**Exercise goal**
Present these rows as a numbered list with blank lines dropped, and omit the pictures from your answer.

Outline entries for images:

-- START --

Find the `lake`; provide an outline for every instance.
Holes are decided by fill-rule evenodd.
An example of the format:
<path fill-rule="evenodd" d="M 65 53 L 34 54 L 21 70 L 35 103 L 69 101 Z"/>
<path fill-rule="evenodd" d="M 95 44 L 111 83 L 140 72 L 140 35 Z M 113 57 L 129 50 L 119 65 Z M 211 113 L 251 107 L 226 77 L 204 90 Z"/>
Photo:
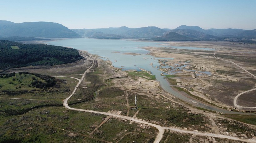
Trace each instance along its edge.
<path fill-rule="evenodd" d="M 196 101 L 174 90 L 170 87 L 167 80 L 164 78 L 165 77 L 161 75 L 162 71 L 156 66 L 160 65 L 158 60 L 173 59 L 169 58 L 155 58 L 146 54 L 149 51 L 141 48 L 146 47 L 168 47 L 171 46 L 163 46 L 166 44 L 162 42 L 134 41 L 125 40 L 111 40 L 89 38 L 86 38 L 62 39 L 56 41 L 45 42 L 47 44 L 56 46 L 64 46 L 74 48 L 77 49 L 85 50 L 93 54 L 96 54 L 101 57 L 102 59 L 109 60 L 113 62 L 113 65 L 115 67 L 122 68 L 123 70 L 135 69 L 140 70 L 140 68 L 143 69 L 151 72 L 155 76 L 156 79 L 160 82 L 162 88 L 166 92 L 172 94 L 180 99 L 188 102 L 194 106 L 205 109 L 227 113 L 226 110 L 220 109 L 211 105 L 204 104 L 198 101 Z M 174 48 L 178 47 L 171 46 Z M 200 49 L 202 50 L 213 50 L 213 49 L 207 48 L 195 48 L 178 47 L 183 49 Z M 129 54 L 125 53 L 129 53 Z M 133 54 L 131 53 L 136 54 Z M 150 64 L 153 63 L 153 65 Z M 210 73 L 205 73 L 210 74 Z"/>

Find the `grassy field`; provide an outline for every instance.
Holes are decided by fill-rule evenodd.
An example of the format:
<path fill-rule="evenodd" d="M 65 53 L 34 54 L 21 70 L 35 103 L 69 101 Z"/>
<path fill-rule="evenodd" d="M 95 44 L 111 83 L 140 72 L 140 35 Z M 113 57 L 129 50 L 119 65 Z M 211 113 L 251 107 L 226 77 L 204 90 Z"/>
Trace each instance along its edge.
<path fill-rule="evenodd" d="M 19 47 L 17 46 L 11 46 L 11 47 L 13 49 L 19 49 Z"/>
<path fill-rule="evenodd" d="M 41 107 L 62 105 L 78 82 L 72 78 L 58 78 L 52 87 L 39 88 L 31 82 L 43 80 L 34 75 L 16 74 L 12 77 L 0 78 L 0 112 L 4 115 L 19 115 Z M 10 98 L 20 98 L 19 99 Z"/>
<path fill-rule="evenodd" d="M 138 76 L 149 80 L 154 80 L 155 79 L 155 76 L 150 74 L 146 71 L 127 71 L 129 75 L 132 77 Z"/>

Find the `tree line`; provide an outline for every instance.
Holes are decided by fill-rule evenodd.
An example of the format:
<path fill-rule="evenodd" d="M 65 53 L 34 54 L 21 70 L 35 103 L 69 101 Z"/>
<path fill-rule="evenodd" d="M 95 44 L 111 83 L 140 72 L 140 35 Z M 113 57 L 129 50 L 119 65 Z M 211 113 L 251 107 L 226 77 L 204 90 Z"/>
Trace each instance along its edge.
<path fill-rule="evenodd" d="M 19 49 L 11 48 L 13 46 Z M 73 48 L 0 40 L 0 69 L 51 66 L 71 63 L 82 58 L 78 50 Z"/>

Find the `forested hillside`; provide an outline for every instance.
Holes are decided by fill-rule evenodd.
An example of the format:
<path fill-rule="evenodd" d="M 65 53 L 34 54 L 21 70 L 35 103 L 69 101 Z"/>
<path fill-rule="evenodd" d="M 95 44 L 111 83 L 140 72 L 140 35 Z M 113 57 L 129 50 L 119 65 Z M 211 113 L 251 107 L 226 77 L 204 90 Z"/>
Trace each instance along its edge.
<path fill-rule="evenodd" d="M 60 65 L 82 58 L 75 49 L 0 40 L 0 69 Z"/>

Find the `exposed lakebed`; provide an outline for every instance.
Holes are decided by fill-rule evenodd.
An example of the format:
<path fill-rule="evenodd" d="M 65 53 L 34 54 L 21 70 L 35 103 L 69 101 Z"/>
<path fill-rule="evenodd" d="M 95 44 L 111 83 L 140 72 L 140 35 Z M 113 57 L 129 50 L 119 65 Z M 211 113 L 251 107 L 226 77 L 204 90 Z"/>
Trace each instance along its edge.
<path fill-rule="evenodd" d="M 216 108 L 210 105 L 205 105 L 198 101 L 194 101 L 175 91 L 170 87 L 169 83 L 164 78 L 165 77 L 161 75 L 163 72 L 160 69 L 162 66 L 160 65 L 159 61 L 159 60 L 172 60 L 173 59 L 172 58 L 155 57 L 147 54 L 149 53 L 149 51 L 140 48 L 147 47 L 170 47 L 170 46 L 162 45 L 166 44 L 166 43 L 86 38 L 62 39 L 47 42 L 47 44 L 50 45 L 71 47 L 77 49 L 86 50 L 91 54 L 98 55 L 101 57 L 104 60 L 111 61 L 113 62 L 113 66 L 122 68 L 123 70 L 135 69 L 140 70 L 140 69 L 141 68 L 150 71 L 152 74 L 155 76 L 157 80 L 160 82 L 161 87 L 164 90 L 182 100 L 205 109 L 218 112 L 226 112 L 225 111 L 227 111 L 226 110 Z M 173 47 L 174 48 L 177 47 Z M 183 49 L 193 49 L 192 48 L 179 47 L 179 48 L 183 48 Z M 193 48 L 194 49 L 195 48 L 196 49 L 199 48 L 201 50 L 214 50 L 206 48 Z M 126 54 L 127 53 L 129 54 Z M 133 54 L 132 53 L 135 54 Z M 183 65 L 182 66 L 185 67 L 189 65 L 189 63 L 187 65 Z M 162 67 L 161 68 L 168 68 L 168 65 L 166 65 L 166 67 Z M 177 66 L 177 67 L 175 68 L 179 68 L 178 66 Z M 171 68 L 173 68 L 174 67 Z M 182 68 L 182 67 L 180 67 L 179 68 Z M 172 70 L 170 71 L 169 74 L 175 74 L 175 70 Z M 210 72 L 207 71 L 199 73 L 206 75 L 210 75 L 211 74 Z"/>

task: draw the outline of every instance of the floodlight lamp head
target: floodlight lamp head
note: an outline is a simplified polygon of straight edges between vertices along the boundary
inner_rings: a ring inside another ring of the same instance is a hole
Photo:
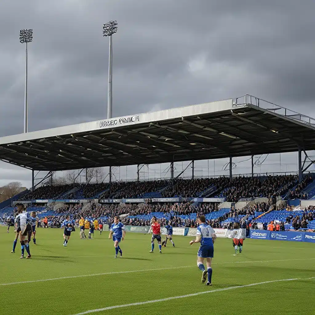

-- END --

**Written solution**
1. Find the `lake`; provide an outline for every instance.
2. Holes are decided by fill-rule evenodd.
3. An example of the format:
4. <path fill-rule="evenodd" d="M 65 53 L 34 54 L 21 70 L 35 103 L 69 101 Z"/>
5. <path fill-rule="evenodd" d="M 95 44 L 111 83 L 140 72 L 140 35 Z M 113 57 L 129 50 L 119 65 Z M 211 113 L 251 107 L 226 77 L 204 90 Z"/>
6. Photo:
7. Trace each instance along its edge.
8. <path fill-rule="evenodd" d="M 196 101 L 174 90 L 170 87 L 167 80 L 164 78 L 165 77 L 161 75 L 162 71 L 156 66 L 160 65 L 158 60 L 173 59 L 169 58 L 155 58 L 146 54 L 149 51 L 141 48 L 146 47 L 168 47 L 171 46 L 163 46 L 166 44 L 162 42 L 134 41 L 125 40 L 111 40 L 89 38 L 86 38 L 62 39 L 56 41 L 45 42 L 47 44 L 56 46 L 64 46 L 74 48 L 77 49 L 85 50 L 93 54 L 96 54 L 101 57 L 102 59 L 109 60 L 113 62 L 113 65 L 115 67 L 122 68 L 123 70 L 135 69 L 140 70 L 140 68 L 143 69 L 151 72 L 155 76 L 156 79 L 160 82 L 162 88 L 166 92 L 172 94 L 180 99 L 188 102 L 194 106 L 205 109 L 227 113 L 226 110 L 220 109 L 211 105 L 204 104 L 198 101 Z M 174 48 L 178 47 L 171 46 Z M 200 49 L 202 50 L 213 50 L 213 49 L 207 48 L 195 48 L 178 47 L 183 49 Z M 129 54 L 125 53 L 129 53 Z M 133 54 L 131 53 L 136 54 Z M 150 64 L 153 63 L 153 65 Z M 210 73 L 205 73 L 210 74 Z"/>
9. Find the `grassy field`; provide an outline for every instance.
10. Holes are decided by fill-rule evenodd.
11. An example of the format:
12. <path fill-rule="evenodd" d="M 65 53 L 34 54 L 21 70 L 35 103 L 69 101 Z"/>
13. <path fill-rule="evenodd" d="M 95 44 L 111 83 L 140 72 L 140 35 Z M 113 57 L 129 50 L 119 65 Z M 211 113 L 251 107 L 226 77 L 204 90 Z"/>
14. Trace each instance along its edge.
15. <path fill-rule="evenodd" d="M 19 47 L 17 46 L 11 46 L 11 47 L 13 49 L 19 49 Z"/>
16. <path fill-rule="evenodd" d="M 41 107 L 62 105 L 78 82 L 72 78 L 58 78 L 52 87 L 39 88 L 31 82 L 43 80 L 34 75 L 16 74 L 12 77 L 0 78 L 0 112 L 4 115 L 19 115 Z M 10 98 L 20 98 L 19 99 Z"/>
17. <path fill-rule="evenodd" d="M 138 76 L 149 80 L 154 80 L 155 79 L 155 76 L 150 74 L 146 71 L 127 71 L 129 75 L 132 77 Z"/>
18. Find the `tree line`; provide an outline for every instance.
19. Holes are decided by fill-rule evenodd.
20. An example of the format:
21. <path fill-rule="evenodd" d="M 65 53 L 34 54 L 21 70 L 35 103 L 69 101 Z"/>
22. <path fill-rule="evenodd" d="M 95 44 L 111 83 L 140 72 L 140 35 Z M 113 57 L 129 50 L 119 65 Z M 211 113 L 251 107 L 226 77 L 204 90 Z"/>
23. Trace each instance along its edge.
24. <path fill-rule="evenodd" d="M 19 49 L 11 48 L 13 46 Z M 73 48 L 0 40 L 0 69 L 51 66 L 71 63 L 82 58 L 78 50 Z"/>
25. Find the `forested hillside`; provide an outline for every instance.
26. Holes are decided by fill-rule evenodd.
27. An example of the format:
28. <path fill-rule="evenodd" d="M 65 53 L 34 54 L 21 70 L 35 103 L 69 101 Z"/>
29. <path fill-rule="evenodd" d="M 95 44 L 111 83 L 140 72 L 140 35 Z M 113 57 L 129 50 L 119 65 Z M 211 113 L 251 107 L 226 77 L 204 90 Z"/>
30. Trace each instance along its edge.
31. <path fill-rule="evenodd" d="M 60 65 L 82 58 L 75 49 L 0 40 L 0 69 Z"/>
32. Find the `exposed lakebed`; provide an outline for every instance.
33. Holes are decided by fill-rule evenodd.
34. An example of the format:
35. <path fill-rule="evenodd" d="M 65 53 L 34 54 L 21 70 L 35 103 L 69 101 Z"/>
36. <path fill-rule="evenodd" d="M 95 44 L 111 83 L 140 72 L 140 35 Z M 113 57 L 129 50 L 119 65 Z M 211 113 L 251 107 L 226 77 L 204 90 Z"/>
37. Trace each instance along its edge.
38. <path fill-rule="evenodd" d="M 216 108 L 210 105 L 205 105 L 198 101 L 194 101 L 175 91 L 170 87 L 169 83 L 164 78 L 165 77 L 161 75 L 163 72 L 160 69 L 162 66 L 160 65 L 159 61 L 159 60 L 172 60 L 173 59 L 172 58 L 155 57 L 147 54 L 149 53 L 149 51 L 140 48 L 147 47 L 170 47 L 170 46 L 162 45 L 166 44 L 166 43 L 86 38 L 62 39 L 47 42 L 47 44 L 50 45 L 71 47 L 77 49 L 86 50 L 91 54 L 98 55 L 101 57 L 104 60 L 111 61 L 113 62 L 113 66 L 122 68 L 123 70 L 135 69 L 140 70 L 140 69 L 141 68 L 150 71 L 152 74 L 155 76 L 157 80 L 160 82 L 161 87 L 164 90 L 182 100 L 205 109 L 218 112 L 226 112 L 225 111 L 227 111 L 226 110 Z M 173 47 L 174 48 L 177 47 Z M 183 49 L 193 49 L 192 48 L 179 47 L 179 48 L 183 48 Z M 193 48 L 194 49 L 195 48 L 196 49 L 199 48 L 201 50 L 214 50 L 206 48 Z M 126 54 L 127 53 L 129 54 Z M 133 54 L 132 53 L 135 54 Z M 183 65 L 182 66 L 185 67 L 189 65 L 189 63 L 187 65 Z M 162 67 L 161 68 L 168 68 L 168 65 L 166 65 L 166 67 Z M 177 66 L 177 67 L 175 68 L 179 68 L 178 66 Z M 171 68 L 173 68 L 174 67 Z M 182 68 L 182 67 L 180 67 L 179 68 Z M 172 70 L 170 71 L 169 74 L 175 74 L 175 70 Z M 210 72 L 207 71 L 199 73 L 206 75 L 210 75 L 211 74 Z"/>
39. task: draw the outline of every instance of the floodlight lamp head
40. target: floodlight lamp head
41. note: an outline is a simplified polygon of straight edges between vertices along the boundary
42. inner_rings: a ring inside another ring of the same instance is a hole
43. Photo:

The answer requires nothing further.